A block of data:

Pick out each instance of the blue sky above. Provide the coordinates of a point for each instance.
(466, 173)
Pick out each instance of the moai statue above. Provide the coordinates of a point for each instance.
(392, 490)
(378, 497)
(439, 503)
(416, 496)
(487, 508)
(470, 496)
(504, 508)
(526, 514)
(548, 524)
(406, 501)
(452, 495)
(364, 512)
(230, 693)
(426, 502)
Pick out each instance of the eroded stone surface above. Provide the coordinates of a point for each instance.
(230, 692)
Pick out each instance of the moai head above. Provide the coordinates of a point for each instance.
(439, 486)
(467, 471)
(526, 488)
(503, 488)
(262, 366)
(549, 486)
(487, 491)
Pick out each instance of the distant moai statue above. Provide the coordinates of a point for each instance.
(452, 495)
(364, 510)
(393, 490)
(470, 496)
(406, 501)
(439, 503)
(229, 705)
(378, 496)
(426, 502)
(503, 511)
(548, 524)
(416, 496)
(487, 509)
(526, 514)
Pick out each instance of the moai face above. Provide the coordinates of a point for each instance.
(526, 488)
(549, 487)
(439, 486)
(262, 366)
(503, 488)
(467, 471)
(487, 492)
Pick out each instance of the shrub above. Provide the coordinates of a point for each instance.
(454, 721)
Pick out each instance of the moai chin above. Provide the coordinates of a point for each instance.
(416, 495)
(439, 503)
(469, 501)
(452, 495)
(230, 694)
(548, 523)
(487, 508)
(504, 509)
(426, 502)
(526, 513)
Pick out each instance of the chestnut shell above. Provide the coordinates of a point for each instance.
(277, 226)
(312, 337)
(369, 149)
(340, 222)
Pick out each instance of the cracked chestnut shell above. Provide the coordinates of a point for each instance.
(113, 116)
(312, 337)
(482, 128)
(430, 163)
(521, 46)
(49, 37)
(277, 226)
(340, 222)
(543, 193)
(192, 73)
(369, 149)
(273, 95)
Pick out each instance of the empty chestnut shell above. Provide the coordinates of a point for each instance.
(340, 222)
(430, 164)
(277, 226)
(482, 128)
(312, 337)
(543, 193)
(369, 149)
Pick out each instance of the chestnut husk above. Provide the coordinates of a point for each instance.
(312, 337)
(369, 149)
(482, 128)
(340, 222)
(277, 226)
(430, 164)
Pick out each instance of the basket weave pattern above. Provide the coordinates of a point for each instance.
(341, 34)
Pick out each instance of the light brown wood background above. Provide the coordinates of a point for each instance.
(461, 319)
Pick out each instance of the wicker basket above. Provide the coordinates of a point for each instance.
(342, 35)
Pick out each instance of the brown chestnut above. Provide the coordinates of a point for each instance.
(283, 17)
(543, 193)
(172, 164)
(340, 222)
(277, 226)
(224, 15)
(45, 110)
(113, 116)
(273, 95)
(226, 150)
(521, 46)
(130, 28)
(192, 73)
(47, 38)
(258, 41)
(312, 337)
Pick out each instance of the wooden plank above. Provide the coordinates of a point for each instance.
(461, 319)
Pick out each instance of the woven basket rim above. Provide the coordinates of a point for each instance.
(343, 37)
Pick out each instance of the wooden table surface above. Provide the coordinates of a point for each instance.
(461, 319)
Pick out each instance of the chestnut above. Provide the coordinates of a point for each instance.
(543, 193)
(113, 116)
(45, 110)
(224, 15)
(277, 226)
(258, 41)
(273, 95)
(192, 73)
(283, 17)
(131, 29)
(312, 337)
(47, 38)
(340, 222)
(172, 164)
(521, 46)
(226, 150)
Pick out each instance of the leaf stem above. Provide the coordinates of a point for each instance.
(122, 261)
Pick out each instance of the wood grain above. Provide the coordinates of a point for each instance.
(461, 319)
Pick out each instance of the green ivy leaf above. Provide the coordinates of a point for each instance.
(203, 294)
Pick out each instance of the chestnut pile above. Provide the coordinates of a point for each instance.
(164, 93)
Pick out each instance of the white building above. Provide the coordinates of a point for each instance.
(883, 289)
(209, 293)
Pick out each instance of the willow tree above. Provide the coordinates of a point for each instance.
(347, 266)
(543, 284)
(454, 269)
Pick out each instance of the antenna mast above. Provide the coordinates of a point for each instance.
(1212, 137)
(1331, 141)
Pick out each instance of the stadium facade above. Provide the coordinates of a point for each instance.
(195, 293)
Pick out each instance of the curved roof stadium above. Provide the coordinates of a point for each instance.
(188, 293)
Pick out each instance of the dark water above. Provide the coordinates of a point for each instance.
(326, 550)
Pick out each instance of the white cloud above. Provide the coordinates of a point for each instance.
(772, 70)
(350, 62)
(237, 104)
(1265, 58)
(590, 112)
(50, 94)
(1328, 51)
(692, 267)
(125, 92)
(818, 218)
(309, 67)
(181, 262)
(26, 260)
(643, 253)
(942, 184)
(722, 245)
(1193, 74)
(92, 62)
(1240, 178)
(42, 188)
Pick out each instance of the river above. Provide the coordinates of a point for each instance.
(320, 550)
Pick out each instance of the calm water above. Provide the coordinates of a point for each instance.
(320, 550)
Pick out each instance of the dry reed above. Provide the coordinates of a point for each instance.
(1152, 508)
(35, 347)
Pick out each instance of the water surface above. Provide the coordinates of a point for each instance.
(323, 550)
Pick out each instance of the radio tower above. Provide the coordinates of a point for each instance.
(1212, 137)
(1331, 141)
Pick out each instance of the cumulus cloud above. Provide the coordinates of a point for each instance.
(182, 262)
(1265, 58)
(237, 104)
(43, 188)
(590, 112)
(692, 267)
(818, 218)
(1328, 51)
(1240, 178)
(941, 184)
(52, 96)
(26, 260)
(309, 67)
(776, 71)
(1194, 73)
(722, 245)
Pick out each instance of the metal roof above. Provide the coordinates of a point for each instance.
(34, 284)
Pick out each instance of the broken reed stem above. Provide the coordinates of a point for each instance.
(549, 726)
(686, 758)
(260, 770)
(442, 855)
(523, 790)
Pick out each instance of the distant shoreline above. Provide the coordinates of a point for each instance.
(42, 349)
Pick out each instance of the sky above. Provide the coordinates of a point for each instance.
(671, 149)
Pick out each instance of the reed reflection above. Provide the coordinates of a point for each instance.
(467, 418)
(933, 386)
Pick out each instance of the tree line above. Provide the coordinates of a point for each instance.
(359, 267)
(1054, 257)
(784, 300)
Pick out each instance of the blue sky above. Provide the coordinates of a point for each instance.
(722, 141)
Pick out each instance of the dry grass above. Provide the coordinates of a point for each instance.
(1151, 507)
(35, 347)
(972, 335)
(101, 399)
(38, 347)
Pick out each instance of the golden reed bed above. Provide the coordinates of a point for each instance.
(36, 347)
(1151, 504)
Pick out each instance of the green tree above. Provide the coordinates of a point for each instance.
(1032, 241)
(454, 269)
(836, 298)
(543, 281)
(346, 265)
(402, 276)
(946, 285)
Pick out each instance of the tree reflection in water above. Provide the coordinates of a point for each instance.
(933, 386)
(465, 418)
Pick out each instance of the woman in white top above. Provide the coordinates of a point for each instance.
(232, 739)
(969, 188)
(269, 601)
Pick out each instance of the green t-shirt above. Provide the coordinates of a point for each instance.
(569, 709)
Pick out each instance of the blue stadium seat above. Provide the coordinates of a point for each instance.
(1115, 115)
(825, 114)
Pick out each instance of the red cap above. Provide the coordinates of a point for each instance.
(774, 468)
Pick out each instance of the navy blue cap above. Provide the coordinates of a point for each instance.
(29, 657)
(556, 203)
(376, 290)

Task to carry out:
Starting at the line with "Pick out each instance of the golden", copy every line up to and including the last one in the entries above.

Solution for this problem:
Pick out each instance of the golden reed bed above. Provide the coordinates of a point for each instance.
(36, 347)
(1151, 504)
Pick out each instance of the green tree above. Provide the coordinates of a point for each instance.
(1032, 241)
(454, 269)
(836, 298)
(543, 281)
(346, 265)
(402, 276)
(946, 285)
Pick out each instance of the tree reflection in water above. Provide the coordinates of a point for each instance.
(933, 386)
(465, 418)
Pick out each instance of the woman in white top above. Provide the coordinates of a point for each instance.
(232, 739)
(969, 188)
(269, 601)
Pick out each instance of the green t-shirt above. Provide the coordinates of a point for each instance.
(569, 709)
Pick out each instance of the blue stadium seat above. Provide the coordinates of a point for each instance.
(1115, 115)
(825, 114)
Pick out each instance of the red cap above. Provide the coordinates of a point for each instance.
(774, 468)
Pick out each instance of the navy blue cap above. Provide the coordinates of a point for each instance.
(29, 657)
(556, 203)
(376, 290)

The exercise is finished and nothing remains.